## Passage to read
● ● ●

# le kawa



## zinc

Is kawa a familiar term for coffee? If so, is it OK to use this term at the local bar when ordering? Or would it sound a little familiar to a waiter? Thank you. 

BTW: I checked here http://atilf.atilf.fr/Dendien/scripts/tlfiv5/advanced.exe?8;s=317580060; but didn't get much beyond the formal definition.


----------



## Sev

zinc said:
			
		

> Is kawa a familiar term for coffee? If so, is it OK to use this term at the local bar when ordering? Or would it sound a little familiar to a waiter? Thank you.
> QUOTE]
> 
> It's a familiar term, as you said, and I wouldn't say that to a waiter.Keep "café " for that use.  But you can use it with friends : "On s'fait un kawa à la pause ?"


----------



## Nico5992

"Kawa" is one of the hundreds of French words that come from Arabic.


----------



## zinc

Nico5992 said:
			
		

> "Kawa" is one of the hundreds of French words that come from Arabic.


 Are you sure Nico? The dictionary reference suggests it comes from the mouth-numbing Fijian drink, Kava.


----------



## Sev

Another possible origin : Kawa is a drink prepared with the roots of a pepper plant in Polynesie.

See here:
http://atilf.atilf.fr/Dendien/scripts/tlfiv5/advanced.exe?8;s=1838342175;


----------



## Jabote

Sev said:
			
		

> Another possible origin : Kawa is a drink prepared with the roots of a pepper plant in Polynesie.

● ● ●

Annotation data for object locations
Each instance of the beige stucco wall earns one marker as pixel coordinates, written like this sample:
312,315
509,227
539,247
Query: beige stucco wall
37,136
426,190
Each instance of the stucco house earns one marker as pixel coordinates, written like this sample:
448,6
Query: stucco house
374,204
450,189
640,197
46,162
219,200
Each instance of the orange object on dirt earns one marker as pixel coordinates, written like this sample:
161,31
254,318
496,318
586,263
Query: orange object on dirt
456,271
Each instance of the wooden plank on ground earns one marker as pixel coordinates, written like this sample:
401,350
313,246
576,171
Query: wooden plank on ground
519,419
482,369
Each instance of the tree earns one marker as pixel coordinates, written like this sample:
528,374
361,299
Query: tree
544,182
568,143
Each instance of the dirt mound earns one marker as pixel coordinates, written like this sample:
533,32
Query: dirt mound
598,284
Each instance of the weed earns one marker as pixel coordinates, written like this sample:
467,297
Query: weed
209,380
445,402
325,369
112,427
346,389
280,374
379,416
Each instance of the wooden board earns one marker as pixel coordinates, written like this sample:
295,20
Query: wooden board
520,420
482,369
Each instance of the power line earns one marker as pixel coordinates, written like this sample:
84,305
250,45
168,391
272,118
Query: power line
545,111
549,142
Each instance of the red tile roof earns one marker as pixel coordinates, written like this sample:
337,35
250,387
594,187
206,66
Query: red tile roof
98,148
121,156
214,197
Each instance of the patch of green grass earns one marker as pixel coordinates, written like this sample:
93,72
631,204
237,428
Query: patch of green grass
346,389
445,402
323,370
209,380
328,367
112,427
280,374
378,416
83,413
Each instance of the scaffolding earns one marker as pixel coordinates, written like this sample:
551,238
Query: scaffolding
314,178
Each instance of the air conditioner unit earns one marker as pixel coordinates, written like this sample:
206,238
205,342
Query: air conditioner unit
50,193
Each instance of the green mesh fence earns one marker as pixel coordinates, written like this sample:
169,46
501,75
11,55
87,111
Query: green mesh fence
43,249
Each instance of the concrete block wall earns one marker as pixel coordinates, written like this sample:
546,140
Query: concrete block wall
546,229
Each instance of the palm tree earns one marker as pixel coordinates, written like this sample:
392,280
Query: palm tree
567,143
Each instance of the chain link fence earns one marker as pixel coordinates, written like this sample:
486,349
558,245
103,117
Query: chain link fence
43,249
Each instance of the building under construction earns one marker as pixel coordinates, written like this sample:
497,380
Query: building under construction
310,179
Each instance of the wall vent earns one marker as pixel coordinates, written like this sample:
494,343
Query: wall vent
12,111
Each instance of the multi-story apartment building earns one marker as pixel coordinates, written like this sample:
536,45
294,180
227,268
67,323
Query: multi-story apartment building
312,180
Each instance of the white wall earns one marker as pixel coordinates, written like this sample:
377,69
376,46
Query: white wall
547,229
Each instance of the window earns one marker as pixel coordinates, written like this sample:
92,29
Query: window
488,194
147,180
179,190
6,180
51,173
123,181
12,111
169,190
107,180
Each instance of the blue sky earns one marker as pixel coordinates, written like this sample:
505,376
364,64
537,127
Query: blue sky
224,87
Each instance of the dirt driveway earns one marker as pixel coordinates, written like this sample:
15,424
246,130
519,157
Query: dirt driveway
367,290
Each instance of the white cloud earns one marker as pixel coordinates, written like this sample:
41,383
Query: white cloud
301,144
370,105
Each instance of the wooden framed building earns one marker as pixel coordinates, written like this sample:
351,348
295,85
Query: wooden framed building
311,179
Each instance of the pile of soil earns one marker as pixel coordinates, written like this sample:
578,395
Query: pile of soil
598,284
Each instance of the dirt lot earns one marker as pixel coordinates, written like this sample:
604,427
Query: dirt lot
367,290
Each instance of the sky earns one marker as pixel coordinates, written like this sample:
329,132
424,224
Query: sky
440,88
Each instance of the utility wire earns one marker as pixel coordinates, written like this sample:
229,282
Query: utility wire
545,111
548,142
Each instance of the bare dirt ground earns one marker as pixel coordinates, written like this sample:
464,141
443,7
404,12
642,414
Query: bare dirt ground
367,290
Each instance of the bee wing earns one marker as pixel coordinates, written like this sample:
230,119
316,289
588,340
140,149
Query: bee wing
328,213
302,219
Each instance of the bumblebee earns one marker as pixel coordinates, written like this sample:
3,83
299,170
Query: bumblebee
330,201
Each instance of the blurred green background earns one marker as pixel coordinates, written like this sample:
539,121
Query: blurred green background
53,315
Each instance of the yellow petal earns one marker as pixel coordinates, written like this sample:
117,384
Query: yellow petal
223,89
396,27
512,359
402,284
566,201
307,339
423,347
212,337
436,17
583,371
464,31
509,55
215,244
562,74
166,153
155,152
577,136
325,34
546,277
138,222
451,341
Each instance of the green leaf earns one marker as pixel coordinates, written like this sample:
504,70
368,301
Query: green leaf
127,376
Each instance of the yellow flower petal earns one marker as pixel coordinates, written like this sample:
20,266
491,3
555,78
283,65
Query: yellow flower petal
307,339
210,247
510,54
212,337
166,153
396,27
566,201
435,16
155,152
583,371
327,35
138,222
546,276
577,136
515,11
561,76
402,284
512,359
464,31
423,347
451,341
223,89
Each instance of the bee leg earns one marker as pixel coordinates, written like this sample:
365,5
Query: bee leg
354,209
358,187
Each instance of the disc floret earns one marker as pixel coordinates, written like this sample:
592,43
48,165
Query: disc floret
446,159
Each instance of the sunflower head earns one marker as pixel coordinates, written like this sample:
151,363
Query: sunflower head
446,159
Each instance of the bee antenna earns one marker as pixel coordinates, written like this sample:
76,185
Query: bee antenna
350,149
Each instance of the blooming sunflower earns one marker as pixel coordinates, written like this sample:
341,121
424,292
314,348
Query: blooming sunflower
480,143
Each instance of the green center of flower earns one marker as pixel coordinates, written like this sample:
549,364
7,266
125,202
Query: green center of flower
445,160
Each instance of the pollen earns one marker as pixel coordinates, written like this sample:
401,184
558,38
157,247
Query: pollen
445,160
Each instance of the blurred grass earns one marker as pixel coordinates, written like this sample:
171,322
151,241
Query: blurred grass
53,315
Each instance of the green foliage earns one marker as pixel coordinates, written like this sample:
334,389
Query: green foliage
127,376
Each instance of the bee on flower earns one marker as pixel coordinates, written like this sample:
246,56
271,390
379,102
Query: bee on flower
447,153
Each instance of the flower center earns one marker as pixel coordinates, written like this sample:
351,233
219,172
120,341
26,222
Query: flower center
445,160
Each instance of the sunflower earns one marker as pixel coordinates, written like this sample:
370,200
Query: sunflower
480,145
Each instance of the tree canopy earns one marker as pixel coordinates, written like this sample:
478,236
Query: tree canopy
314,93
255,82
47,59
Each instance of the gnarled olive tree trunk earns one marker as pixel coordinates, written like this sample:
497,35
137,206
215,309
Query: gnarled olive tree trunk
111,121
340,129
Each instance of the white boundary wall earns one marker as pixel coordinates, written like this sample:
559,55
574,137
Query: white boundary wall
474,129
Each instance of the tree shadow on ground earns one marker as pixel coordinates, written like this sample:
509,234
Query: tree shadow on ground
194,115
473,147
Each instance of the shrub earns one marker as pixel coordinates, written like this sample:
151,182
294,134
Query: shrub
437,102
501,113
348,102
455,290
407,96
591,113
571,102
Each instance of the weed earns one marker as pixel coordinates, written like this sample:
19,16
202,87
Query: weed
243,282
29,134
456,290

● ● ●

## Complete the following
a: In the forum thread about the word kawa, why does Sev advise against using it when ordering from a waiter? Answer in one to three sentences.
b: Answer these questions about the forum thread on the word kawa:
(i) What language does Nico5992 say kawa comes from?
(ii) According to zinc, which drink does the dictionary reference suggest the word comes from?
(iii) What part of a pepper plant does Sev say the Polynesian drink is prepared with?
c: Pick up the forum thread on the word kawa after its final post and continue it.

## Solved problems
a: Sev says kawa is a familiar term, so it should not be said to a waiter; "café" is the word to use when ordering. Kawa can be used with friends instead.

b:
(i) Arabic.
(ii) Kava, the mouth-numbing Fijian drink.
(iii) The roots.

c:
> 
> See here:
> http://atilf.atilf.fr/Dendien/scripts/tlfiv5/advanced.exe?8;s=1838342175;


 
Confirming Sev's statement that kawa is a drinK prepared with the roots of a pepper plant in Polynesia.

HOWEVER ALSO confirming Nico's statement that "caoua" (also spelled kawa) comes from the Arabic word "qahwa" which means coffee.

Which means that the French familiar word for coffee should be and remain spelled caoua...


----------



## Sev

Jabote said:
			
		

> Confirming Sev's statement that kawa is a drinK prepared with the roots of a pepper plant in Polynesia.
> 
> HOWEVER ALSO confirming Nico's statement that "caoua" (also spelled kawa) comes from the Arabic word "qahwa" which means coffee.
> 
> Which means that the French familiar word for coffee should be and remain spelled caoua...


 
It seems to me that kawa is more likely to be used. Even if it SHOULD not be.


----------



## Jabote

Sev said:
			
		

> It seems to me that kawa is more likely to be used. Even if it SHOULD not be.


 
I'm not saying that it MUST not be spelled kawa, I'm just saying that in my opinion it SHOULD be spelled caoua.... to avoid confusion.... see my meaning, medear ??? À force d'accepter des néologismes à la fois dans les termes et dans l'orthographe, on crée des confusions... ça apporte de l'eau à mon moulin dans le thread de l'autre jour... he he he !!! Enfin bon on ne va pas remettre le couvert là-dessus...


----------



## Nico5992

zinc said:
			
		

> Are you sure Nico? The dictionary reference suggests it comes from the mouth-numbing Fijian drink, Kava.


I dont actually know whether the French slang word comes from Arabic or Polynesian, but I do know that the Arabic for coffee is *َ*قَهْوَة (qahwa)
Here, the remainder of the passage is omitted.